> [Exercise prompt]: Each of the records must appear again, exactly as it was written.

--- --- ---

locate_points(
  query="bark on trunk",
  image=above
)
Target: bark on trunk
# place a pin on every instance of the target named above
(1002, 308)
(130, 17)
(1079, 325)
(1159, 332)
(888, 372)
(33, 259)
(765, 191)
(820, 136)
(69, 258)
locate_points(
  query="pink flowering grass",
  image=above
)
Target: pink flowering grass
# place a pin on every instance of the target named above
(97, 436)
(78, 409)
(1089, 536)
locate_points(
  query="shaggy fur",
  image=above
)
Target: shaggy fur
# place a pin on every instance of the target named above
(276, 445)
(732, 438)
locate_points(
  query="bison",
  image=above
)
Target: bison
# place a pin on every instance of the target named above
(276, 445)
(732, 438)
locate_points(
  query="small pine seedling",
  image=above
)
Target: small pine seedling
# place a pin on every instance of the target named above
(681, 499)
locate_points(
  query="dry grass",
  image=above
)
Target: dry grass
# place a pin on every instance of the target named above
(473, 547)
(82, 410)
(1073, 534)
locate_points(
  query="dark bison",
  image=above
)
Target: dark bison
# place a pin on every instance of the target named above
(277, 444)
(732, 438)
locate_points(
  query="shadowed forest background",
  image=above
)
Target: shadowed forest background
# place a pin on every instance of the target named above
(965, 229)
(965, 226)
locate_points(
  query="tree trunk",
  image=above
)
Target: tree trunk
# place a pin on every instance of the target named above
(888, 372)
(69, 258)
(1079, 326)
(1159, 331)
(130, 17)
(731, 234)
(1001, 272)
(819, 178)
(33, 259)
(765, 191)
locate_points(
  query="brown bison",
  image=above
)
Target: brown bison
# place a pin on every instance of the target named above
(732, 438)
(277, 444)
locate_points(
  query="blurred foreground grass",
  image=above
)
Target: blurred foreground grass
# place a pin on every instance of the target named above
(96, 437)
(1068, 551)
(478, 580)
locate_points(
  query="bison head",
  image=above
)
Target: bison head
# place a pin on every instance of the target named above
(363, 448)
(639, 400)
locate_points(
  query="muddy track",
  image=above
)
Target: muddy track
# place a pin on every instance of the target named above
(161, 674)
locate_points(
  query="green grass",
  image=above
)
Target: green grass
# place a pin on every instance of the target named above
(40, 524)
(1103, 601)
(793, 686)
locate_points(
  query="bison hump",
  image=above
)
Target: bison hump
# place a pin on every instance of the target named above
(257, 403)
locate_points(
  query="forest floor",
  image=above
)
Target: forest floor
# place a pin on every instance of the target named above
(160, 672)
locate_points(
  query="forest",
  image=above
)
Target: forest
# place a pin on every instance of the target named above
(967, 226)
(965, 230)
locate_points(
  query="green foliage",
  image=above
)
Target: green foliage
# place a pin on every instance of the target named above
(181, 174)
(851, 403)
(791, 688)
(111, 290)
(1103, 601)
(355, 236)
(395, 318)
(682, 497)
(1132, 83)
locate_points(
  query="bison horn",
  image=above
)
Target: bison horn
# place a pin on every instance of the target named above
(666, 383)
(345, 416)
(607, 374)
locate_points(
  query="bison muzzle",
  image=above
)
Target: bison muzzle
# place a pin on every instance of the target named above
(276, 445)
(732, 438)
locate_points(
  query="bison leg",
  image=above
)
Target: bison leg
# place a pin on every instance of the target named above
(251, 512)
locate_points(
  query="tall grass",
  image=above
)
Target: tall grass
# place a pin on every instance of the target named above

--- --- ---

> [Response to the task]:
locate_points(
  query="bark on trunk",
  image=above
)
Target: bark on trunk
# place a pin on every instance of the target named above
(1002, 308)
(130, 17)
(1079, 325)
(1159, 332)
(888, 372)
(33, 259)
(765, 191)
(820, 136)
(69, 258)
locate_points(
  query="pink flowering grass",
  image=above
)
Target: pink flowering grass
# place a pin on every instance of the target named above
(97, 436)
(78, 409)
(1089, 536)
locate_points(
  query="shaggy fur",
  image=above
)
Target: shaggy fur
# place a pin on every instance of the target named above
(276, 445)
(732, 438)
locate_points(
  query="bison",
  image=above
)
Target: bison
# place a pin on every instance of the target named above
(276, 445)
(732, 438)
locate_points(
  query="small pine seedling",
  image=above
)
Target: small pine seedling
# place a pin on every instance of the target named above
(681, 499)
locate_points(
  query="dry grass",
  image=above
)
Target: dry grass
# place a pin on every instance of the target named above
(473, 547)
(82, 410)
(1073, 534)
locate_points(
  query="dark bison",
  image=above
)
Target: dark bison
# place a pin on every instance of the target named above
(277, 444)
(732, 438)
locate_points(
  query="shadowed forest background",
  image=above
)
Target: shadowed forest background
# place a pin on every instance of the target named above
(965, 229)
(965, 226)
locate_points(
  query="tree trunk",
  image=above
)
Target: tree trunk
# place a pin on every instance of the target named above
(888, 372)
(69, 258)
(1079, 326)
(1159, 331)
(130, 17)
(731, 234)
(1001, 272)
(819, 178)
(33, 259)
(765, 191)
locate_points(
  query="brown bison",
  image=above
)
Target: brown bison
# place a pin on every instance of the target named above
(732, 438)
(277, 444)
locate_points(
  query="blurred foreground grass",
  image=above
)
Target: blurred foreground grass
# place a pin on every instance of the target named above
(96, 437)
(1068, 551)
(478, 580)
locate_points(
  query="bison head",
  image=above
)
Target: bison head
# place a pin on every instance of the target named above
(363, 448)
(639, 400)
locate_points(
  query="muddy track",
  image=above
)
Target: muddy track
# place a pin on every instance of the target named above
(161, 674)
locate_points(
  query="green grass",
  image=above
)
Target: green grass
# place a pin on every instance of the target named above
(40, 524)
(1103, 601)
(793, 686)
locate_points(
  query="bison hump",
  image=above
)
Target: bison hump
# place a pin on every instance of the target named above
(257, 403)
locate_points(
  query="forest floor",
  image=above
)
Target: forest floor
# place a pin on every instance of the target named above
(160, 672)
locate_points(
  query="forest",
  image=above
)
Target: forest
# place a pin on every instance of the target named above
(967, 226)
(965, 230)
locate_points(
  query="green foliage",
  image=above
)
Target: green foliage
# place a pin on every instance of the target named above
(181, 174)
(851, 403)
(791, 688)
(111, 290)
(1103, 601)
(355, 236)
(395, 318)
(682, 497)
(1132, 83)
locate_points(
  query="bison horn",
  image=above
)
Target: bison horn
# place a pin on every instance of the target named above
(666, 383)
(345, 416)
(607, 374)
locate_points(
  query="bison muzzle",
  image=above
)
Target: bison muzzle
# place a pin on every instance of the target named above
(276, 445)
(732, 438)
locate_points(
  query="bison leg",
  image=above
)
Target: bison leg
# place a pin on every instance of the target named above
(251, 512)
locate_points(
  query="tall grass",
  image=above
)
Target: tall grass
# place a pin on every instance of the target named above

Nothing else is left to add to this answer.